* Start Available data *

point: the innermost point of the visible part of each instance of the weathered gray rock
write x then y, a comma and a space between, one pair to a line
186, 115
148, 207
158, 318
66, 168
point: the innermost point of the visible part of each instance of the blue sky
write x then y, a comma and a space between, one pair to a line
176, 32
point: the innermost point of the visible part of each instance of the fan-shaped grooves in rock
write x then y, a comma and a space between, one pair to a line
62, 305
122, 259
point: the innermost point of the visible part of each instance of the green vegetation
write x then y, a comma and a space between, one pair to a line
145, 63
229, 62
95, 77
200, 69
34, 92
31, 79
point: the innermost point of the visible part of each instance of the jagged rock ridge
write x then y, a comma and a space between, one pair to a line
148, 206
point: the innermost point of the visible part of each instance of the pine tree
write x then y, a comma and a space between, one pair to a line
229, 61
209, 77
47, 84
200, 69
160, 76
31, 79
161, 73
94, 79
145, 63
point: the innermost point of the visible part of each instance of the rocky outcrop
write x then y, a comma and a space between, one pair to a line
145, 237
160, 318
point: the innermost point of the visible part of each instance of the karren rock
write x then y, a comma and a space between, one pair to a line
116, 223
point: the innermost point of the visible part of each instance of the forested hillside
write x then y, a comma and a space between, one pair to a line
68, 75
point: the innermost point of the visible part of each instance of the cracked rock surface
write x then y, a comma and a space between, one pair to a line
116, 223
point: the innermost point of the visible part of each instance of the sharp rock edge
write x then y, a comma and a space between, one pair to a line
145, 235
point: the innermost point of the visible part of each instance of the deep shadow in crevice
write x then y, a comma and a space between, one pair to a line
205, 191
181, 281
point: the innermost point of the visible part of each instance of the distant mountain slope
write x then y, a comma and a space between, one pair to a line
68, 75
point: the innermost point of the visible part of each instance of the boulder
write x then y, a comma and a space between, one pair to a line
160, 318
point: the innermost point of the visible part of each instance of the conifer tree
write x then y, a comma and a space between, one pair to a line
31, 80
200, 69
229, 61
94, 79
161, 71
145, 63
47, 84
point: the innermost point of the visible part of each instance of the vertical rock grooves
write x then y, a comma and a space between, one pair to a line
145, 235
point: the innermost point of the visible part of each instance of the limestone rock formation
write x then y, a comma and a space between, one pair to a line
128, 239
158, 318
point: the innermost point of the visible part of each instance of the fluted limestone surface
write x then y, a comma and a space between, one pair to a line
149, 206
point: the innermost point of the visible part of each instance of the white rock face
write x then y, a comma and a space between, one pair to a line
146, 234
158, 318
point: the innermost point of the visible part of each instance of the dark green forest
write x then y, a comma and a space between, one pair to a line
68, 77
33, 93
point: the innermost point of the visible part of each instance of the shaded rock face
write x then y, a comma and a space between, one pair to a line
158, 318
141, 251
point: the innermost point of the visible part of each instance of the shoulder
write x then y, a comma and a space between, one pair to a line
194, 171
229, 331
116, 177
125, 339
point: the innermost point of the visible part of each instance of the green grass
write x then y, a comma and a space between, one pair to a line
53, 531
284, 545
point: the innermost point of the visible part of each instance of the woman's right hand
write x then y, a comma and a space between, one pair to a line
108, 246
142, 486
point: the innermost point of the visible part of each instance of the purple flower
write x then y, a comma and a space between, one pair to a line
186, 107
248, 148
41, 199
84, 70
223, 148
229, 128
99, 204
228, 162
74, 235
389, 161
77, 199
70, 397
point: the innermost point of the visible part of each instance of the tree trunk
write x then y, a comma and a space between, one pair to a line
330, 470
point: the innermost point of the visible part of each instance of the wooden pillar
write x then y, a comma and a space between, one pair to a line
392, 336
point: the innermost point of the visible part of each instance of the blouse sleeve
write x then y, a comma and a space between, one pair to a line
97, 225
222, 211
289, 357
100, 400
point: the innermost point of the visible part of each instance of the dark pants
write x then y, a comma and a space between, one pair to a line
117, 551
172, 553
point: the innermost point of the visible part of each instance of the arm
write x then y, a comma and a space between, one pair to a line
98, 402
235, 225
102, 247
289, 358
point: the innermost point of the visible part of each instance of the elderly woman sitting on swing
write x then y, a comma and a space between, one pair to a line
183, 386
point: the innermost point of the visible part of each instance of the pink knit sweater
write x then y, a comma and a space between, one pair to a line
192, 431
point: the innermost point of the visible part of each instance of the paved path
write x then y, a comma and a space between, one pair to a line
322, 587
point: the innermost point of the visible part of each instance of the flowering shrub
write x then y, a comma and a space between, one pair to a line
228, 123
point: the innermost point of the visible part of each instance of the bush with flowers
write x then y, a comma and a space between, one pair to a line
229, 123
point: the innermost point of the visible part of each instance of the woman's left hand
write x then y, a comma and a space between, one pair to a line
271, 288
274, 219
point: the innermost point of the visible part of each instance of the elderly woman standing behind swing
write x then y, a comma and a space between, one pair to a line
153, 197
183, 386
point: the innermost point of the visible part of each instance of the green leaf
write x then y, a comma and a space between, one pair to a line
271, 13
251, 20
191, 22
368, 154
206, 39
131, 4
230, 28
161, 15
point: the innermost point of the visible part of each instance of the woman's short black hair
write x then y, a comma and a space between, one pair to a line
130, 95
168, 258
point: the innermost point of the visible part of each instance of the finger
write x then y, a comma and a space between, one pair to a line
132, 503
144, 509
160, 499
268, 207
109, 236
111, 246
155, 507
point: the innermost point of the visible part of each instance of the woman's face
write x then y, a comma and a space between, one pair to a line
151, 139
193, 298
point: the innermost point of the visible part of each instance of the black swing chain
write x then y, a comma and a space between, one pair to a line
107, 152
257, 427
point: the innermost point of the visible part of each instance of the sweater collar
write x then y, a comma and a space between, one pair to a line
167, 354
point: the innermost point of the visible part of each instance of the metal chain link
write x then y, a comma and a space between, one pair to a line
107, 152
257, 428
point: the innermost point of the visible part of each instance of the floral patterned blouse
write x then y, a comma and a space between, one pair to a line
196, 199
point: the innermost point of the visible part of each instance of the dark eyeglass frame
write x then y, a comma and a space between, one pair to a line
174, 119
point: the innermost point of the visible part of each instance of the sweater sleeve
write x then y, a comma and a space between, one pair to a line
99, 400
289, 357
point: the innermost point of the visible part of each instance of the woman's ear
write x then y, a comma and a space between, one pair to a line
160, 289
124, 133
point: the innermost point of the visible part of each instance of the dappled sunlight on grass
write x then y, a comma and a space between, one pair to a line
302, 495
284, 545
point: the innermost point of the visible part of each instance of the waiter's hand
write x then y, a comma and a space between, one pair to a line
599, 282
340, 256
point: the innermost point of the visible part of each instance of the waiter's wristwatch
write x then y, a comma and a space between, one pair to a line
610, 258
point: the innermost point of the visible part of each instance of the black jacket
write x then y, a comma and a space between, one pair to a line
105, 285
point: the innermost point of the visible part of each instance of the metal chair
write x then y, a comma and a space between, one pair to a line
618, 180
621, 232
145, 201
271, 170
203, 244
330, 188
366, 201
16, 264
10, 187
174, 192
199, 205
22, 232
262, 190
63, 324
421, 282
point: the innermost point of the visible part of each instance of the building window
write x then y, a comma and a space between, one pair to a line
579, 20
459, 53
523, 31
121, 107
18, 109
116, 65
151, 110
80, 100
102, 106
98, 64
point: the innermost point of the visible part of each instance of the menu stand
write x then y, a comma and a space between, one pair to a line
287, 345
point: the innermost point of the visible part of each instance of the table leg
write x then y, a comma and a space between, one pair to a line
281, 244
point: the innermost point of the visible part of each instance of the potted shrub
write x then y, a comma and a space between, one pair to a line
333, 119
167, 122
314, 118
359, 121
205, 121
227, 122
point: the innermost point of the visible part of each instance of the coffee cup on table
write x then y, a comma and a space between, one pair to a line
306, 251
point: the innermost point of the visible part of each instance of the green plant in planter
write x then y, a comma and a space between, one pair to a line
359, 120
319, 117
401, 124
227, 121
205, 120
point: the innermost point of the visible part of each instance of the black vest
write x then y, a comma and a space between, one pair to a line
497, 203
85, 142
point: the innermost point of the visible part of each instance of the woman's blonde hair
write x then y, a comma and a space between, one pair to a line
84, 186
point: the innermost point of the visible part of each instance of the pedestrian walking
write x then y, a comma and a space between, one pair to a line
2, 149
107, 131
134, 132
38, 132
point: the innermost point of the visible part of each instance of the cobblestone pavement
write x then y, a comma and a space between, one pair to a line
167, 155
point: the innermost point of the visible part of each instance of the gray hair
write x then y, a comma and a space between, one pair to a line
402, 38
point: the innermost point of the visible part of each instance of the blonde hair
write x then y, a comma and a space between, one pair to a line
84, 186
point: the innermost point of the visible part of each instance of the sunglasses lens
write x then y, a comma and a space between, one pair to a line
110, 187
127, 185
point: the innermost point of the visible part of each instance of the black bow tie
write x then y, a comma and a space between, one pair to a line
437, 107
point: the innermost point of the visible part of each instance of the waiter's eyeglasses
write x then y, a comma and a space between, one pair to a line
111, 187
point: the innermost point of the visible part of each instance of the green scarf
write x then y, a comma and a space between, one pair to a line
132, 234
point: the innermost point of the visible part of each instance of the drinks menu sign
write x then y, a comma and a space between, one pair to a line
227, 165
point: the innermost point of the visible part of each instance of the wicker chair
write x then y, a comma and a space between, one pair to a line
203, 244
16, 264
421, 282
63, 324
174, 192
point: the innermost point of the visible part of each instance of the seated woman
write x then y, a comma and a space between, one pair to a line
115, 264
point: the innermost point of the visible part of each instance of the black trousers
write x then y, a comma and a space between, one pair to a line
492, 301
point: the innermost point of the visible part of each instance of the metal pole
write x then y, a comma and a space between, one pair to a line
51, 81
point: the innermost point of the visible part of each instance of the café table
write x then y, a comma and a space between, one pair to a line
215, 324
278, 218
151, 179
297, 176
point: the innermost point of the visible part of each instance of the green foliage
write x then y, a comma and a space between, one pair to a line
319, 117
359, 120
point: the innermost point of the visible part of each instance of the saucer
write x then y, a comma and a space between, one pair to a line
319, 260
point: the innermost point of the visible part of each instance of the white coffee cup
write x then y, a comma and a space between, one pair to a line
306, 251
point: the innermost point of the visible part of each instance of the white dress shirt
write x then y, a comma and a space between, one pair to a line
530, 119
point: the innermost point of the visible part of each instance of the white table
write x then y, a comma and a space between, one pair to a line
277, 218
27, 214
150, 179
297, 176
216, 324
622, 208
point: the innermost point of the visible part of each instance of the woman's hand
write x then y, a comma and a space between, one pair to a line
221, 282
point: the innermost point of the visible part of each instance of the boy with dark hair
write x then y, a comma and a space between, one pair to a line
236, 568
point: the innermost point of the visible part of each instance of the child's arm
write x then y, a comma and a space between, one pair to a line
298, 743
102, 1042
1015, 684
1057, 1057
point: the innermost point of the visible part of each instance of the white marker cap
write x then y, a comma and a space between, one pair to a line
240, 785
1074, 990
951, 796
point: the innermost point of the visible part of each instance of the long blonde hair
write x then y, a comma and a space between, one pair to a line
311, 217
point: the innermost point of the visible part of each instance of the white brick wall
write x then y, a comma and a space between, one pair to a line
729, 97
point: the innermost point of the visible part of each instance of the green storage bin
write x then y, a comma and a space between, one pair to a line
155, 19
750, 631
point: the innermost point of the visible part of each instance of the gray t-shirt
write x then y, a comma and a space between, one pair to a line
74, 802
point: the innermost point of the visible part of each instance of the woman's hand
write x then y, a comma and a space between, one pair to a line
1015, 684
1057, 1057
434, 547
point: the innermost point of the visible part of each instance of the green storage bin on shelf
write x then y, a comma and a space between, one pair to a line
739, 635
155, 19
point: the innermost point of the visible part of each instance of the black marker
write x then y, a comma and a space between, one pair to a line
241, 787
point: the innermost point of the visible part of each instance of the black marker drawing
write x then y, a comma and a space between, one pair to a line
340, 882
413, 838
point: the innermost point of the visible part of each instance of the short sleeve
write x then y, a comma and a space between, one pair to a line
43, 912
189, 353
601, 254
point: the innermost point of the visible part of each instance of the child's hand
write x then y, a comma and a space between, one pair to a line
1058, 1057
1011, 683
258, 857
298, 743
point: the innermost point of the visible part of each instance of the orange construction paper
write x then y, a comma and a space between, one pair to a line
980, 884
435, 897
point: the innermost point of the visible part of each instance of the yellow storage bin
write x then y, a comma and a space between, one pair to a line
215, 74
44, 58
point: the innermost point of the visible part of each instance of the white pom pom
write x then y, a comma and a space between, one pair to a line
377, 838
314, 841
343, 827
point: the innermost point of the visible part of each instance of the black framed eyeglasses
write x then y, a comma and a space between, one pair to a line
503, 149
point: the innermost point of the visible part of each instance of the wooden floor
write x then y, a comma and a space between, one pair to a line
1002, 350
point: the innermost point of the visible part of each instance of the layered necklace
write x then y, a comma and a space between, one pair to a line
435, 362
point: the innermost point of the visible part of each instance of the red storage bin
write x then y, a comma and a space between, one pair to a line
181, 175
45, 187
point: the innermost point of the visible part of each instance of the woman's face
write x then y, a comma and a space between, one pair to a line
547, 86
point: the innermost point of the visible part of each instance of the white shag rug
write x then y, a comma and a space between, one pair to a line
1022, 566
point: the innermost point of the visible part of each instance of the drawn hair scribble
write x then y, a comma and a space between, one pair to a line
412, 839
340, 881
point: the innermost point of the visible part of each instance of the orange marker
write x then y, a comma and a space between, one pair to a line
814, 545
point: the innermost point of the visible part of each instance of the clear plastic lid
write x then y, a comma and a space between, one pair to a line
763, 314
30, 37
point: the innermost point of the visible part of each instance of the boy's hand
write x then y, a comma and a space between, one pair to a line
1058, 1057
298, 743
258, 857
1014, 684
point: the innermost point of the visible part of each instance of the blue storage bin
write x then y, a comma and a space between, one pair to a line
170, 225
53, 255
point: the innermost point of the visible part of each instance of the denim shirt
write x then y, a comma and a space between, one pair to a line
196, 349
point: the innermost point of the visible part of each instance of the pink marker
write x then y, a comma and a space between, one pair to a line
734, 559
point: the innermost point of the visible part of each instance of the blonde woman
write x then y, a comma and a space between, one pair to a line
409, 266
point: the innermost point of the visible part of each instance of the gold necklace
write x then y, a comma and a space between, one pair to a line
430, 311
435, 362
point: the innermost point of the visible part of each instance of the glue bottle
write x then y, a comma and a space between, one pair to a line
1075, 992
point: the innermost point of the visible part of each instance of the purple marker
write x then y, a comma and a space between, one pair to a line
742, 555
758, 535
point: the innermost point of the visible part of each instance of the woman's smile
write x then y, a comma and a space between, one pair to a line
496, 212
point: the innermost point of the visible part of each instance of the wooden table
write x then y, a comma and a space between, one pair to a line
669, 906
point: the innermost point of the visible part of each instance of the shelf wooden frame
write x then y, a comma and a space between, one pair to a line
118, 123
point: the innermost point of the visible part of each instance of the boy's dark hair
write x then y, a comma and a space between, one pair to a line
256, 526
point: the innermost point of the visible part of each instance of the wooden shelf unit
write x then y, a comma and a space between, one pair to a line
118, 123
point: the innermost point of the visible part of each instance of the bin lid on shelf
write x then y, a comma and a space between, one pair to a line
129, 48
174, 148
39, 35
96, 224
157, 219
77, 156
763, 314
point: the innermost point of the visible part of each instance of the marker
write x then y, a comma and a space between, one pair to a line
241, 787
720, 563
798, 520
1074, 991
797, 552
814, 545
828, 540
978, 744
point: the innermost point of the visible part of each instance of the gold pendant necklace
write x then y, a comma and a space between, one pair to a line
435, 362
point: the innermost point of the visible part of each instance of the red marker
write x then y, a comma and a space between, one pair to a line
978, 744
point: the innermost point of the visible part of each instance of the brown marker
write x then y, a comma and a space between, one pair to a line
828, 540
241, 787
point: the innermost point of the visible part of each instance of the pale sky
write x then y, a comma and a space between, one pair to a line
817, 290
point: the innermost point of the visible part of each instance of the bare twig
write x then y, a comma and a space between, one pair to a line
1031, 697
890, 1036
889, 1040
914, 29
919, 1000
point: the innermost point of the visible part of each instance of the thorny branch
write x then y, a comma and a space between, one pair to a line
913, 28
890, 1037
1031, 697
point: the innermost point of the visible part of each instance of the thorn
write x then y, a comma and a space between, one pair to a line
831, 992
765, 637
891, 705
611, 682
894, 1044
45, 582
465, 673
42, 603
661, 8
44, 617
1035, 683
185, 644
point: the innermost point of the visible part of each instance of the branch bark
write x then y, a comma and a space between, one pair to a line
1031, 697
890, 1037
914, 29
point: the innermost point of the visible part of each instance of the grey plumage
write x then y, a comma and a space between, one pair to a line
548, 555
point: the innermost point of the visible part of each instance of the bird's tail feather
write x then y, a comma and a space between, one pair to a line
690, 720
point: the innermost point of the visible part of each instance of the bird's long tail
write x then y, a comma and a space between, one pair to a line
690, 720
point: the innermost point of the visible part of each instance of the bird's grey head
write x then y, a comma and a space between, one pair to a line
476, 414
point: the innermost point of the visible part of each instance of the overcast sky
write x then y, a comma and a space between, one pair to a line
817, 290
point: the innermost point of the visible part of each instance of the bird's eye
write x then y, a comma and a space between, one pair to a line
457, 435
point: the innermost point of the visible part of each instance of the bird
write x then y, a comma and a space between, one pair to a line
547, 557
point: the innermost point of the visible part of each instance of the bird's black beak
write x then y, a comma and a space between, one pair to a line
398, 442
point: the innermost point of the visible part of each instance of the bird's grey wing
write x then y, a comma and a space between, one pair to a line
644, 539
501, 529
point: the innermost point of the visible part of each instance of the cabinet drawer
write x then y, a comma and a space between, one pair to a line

* End Available data *

What is asked:
Reproduce only those lines of the entries above that run from the line with "the branch bark" to the final line.

Problem solution:
point: the innermost point of the visible part of each instance of the branch bark
write x then y, a comma and a space between, one pair to a line
1031, 697
890, 1037
914, 29
point: the innermost point of the visible part of each instance of the grey plumage
write x then y, a comma and a space between, one pair to a line
548, 555
point: the innermost point of the visible part of each instance of the bird's tail feather
write x then y, a comma and a space between, one pair to a line
690, 720
point: the innermost point of the visible part of each instance of the bird's long tail
write x then y, a comma and a space between, one pair to a line
690, 720
point: the innermost point of the visible part of each instance of the bird's grey head
write x then y, a comma and a space between, one pair to a line
476, 414
point: the innermost point of the visible part of each instance of the overcast sky
write x then y, a comma and a space between, one pair to a line
817, 290
point: the innermost point of the visible part of each instance of the bird's eye
write x then y, a comma and a space between, one pair to a line
457, 435
point: the innermost point of the visible part of each instance of the bird
write x then y, a comma and a space between, one pair to a line
547, 557
point: the innermost point of the visible part of each instance of the bird's black beak
write x then y, a comma and a space between, one pair to a line
398, 442
point: the innermost point of the visible part of each instance of the bird's grey wing
write x then y, a comma and a space between, one pair to a line
644, 539
501, 529
point: the innermost point of the visible part of each instance of the cabinet drawer
write x then y, a comma and a space between, one pair to a line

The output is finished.